Input material:
%%

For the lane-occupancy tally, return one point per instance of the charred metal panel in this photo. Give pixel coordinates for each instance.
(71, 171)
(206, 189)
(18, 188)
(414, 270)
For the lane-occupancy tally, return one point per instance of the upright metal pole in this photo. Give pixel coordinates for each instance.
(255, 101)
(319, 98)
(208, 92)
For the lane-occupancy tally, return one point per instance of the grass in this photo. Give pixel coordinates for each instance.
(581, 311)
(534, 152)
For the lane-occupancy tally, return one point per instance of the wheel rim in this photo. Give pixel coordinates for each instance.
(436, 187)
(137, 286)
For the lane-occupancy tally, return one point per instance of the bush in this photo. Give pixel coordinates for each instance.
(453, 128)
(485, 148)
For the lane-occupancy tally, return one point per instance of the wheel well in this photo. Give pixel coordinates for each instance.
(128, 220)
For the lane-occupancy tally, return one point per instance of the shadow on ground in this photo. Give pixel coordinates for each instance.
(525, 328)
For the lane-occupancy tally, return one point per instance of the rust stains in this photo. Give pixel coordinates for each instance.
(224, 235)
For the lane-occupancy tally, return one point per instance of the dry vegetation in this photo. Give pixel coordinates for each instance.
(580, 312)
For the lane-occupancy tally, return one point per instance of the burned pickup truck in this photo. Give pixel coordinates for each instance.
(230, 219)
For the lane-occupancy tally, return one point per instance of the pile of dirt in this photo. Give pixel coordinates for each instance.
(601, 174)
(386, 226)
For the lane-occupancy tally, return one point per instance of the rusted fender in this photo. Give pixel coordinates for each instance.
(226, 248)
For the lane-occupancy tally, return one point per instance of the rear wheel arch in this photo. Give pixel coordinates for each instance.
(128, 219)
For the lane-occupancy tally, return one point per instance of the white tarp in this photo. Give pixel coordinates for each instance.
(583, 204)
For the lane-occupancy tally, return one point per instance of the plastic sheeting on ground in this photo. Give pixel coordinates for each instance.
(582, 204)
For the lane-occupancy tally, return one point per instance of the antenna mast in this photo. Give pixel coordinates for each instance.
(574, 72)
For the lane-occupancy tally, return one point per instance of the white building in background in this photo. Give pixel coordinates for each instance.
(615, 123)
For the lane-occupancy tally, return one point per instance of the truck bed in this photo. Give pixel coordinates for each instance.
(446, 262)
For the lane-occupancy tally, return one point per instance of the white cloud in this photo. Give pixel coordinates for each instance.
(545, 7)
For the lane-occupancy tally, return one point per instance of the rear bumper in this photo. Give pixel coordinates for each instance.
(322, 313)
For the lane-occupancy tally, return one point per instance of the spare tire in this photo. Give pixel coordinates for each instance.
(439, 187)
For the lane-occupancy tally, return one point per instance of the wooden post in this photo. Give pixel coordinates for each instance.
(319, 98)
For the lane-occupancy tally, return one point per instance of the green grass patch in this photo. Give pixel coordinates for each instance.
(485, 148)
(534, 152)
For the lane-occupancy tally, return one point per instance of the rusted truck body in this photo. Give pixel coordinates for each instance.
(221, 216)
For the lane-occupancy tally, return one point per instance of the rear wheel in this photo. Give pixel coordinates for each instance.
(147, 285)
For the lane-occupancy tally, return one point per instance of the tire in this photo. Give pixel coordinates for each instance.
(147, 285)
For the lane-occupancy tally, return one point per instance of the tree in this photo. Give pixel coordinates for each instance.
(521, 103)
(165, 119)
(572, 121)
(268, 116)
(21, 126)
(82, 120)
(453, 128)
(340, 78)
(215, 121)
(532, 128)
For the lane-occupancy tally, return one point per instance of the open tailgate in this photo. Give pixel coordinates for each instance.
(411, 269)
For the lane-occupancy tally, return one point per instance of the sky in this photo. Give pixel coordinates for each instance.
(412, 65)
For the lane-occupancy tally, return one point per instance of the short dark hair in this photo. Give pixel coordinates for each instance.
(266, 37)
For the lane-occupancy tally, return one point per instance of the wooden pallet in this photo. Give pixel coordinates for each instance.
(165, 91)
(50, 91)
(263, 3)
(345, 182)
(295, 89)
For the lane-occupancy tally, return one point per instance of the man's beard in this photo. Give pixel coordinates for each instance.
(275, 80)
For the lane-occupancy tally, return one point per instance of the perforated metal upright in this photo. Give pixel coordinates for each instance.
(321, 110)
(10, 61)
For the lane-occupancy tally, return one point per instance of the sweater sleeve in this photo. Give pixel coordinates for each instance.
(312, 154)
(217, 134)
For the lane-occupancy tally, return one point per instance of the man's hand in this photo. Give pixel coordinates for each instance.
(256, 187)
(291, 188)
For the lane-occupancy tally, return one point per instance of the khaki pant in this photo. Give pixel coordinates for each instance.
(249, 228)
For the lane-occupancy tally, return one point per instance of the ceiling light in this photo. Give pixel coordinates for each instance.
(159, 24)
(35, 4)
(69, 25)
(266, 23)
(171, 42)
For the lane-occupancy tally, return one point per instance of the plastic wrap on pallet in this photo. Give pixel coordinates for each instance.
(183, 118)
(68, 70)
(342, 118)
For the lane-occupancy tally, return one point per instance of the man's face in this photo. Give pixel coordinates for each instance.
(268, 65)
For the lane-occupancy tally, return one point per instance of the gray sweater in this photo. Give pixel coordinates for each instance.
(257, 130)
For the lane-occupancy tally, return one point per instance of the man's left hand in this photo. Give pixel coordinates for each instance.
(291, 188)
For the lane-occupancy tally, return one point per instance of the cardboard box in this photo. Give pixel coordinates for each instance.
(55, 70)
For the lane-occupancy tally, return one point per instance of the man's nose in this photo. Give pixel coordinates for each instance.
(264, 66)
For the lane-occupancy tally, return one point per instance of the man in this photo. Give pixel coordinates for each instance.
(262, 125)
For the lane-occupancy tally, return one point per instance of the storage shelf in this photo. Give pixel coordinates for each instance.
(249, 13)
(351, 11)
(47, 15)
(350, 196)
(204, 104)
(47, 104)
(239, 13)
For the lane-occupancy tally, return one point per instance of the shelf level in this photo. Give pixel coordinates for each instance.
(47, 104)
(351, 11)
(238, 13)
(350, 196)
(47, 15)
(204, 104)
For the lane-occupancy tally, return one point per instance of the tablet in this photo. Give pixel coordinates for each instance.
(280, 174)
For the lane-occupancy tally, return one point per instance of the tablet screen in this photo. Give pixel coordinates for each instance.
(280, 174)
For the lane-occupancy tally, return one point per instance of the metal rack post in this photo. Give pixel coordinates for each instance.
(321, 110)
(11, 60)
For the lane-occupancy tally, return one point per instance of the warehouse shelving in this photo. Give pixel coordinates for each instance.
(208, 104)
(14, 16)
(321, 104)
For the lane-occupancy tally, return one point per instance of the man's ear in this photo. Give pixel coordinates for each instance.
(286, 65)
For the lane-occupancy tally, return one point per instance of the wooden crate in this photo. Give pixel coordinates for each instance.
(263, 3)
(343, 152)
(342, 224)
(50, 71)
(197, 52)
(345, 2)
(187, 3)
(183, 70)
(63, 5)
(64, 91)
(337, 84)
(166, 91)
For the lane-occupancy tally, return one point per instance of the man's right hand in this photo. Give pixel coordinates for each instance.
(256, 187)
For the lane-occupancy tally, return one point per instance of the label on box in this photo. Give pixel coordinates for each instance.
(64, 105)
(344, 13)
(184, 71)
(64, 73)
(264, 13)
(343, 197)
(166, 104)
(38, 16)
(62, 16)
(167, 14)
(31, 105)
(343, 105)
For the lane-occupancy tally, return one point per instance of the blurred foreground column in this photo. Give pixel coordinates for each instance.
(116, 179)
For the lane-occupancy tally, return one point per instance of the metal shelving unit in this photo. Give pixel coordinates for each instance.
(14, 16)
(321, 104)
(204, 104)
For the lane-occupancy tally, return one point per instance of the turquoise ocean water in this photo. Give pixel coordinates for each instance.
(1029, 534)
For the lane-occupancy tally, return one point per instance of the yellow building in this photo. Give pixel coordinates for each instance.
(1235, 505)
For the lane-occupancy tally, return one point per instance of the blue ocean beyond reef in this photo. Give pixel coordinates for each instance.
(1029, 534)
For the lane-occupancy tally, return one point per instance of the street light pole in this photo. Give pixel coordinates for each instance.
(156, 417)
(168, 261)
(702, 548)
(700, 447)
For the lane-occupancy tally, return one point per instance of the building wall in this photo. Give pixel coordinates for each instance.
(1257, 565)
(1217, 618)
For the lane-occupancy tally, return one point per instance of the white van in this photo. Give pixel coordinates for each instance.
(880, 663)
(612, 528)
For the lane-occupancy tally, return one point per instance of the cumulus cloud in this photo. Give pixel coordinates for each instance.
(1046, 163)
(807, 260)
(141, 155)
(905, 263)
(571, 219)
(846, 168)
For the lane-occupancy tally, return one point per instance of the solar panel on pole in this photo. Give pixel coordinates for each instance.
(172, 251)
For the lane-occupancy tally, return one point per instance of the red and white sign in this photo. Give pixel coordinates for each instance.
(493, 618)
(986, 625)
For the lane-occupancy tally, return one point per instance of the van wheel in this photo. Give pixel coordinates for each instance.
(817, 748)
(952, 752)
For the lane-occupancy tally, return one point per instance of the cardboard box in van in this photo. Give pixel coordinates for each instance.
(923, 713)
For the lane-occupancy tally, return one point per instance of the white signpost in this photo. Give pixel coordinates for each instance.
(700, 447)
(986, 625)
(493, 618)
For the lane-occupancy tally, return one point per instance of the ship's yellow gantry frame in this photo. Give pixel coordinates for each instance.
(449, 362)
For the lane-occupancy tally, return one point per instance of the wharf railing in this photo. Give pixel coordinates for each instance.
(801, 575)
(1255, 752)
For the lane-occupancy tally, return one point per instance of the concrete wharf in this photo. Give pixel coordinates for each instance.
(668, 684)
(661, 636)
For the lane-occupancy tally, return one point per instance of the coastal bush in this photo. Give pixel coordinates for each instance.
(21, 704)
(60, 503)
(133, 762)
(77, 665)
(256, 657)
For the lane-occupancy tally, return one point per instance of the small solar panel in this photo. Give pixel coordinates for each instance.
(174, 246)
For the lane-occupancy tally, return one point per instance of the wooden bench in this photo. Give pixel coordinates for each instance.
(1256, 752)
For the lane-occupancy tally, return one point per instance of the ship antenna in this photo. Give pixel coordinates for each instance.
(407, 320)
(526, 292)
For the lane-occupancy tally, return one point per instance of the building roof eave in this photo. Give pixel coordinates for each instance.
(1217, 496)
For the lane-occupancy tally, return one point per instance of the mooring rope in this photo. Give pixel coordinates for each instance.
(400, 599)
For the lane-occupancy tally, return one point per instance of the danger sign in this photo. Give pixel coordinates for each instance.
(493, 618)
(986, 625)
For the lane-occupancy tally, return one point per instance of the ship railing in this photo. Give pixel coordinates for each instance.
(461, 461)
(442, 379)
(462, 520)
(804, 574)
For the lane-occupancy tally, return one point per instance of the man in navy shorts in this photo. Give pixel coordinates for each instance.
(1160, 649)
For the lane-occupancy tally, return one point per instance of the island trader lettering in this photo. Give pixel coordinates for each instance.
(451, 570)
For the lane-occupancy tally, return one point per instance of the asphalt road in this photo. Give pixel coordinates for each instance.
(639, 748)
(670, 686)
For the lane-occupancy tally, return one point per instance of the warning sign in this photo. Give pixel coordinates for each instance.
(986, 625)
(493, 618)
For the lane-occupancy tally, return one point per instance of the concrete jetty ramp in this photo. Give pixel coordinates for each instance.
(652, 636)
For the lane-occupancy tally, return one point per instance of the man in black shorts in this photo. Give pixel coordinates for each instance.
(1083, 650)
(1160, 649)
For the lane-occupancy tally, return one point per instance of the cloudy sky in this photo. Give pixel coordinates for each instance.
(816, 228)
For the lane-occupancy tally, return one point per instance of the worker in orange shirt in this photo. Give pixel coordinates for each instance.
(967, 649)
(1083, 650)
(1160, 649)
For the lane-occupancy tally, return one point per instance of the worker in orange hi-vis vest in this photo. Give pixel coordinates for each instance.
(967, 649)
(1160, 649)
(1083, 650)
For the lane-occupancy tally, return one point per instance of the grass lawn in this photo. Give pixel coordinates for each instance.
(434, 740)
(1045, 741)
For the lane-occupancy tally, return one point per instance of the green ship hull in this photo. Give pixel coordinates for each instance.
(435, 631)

%%

Write out only those lines that fall between the one containing "of the cloudy" and the end of the entries, the first and last included, exactly as they read.

Response area:
For the lane-occupancy tally, return one point per instance of the cloudy sky in this photo. Give pixel coordinates for each instance.
(816, 228)
For the lane-occupancy tally, return one point per instance of the worker in orange shirt in this photo. Give pixel coordinates for each instance.
(967, 649)
(1083, 650)
(1160, 649)
For the lane-occupancy tally, return one point per instance of the worker in orange hi-vis vest in this photo. Give pixel coordinates for each instance.
(967, 649)
(1160, 649)
(1083, 650)
For the lane-occupancy tally, return one point per instance of the grass lawn in this photo. Give pixel coordinates for each instance.
(434, 740)
(1045, 741)
For the lane-occupancy tally, return one point per instance of the green ship hull in this photo. Give pixel coordinates for each instance.
(435, 631)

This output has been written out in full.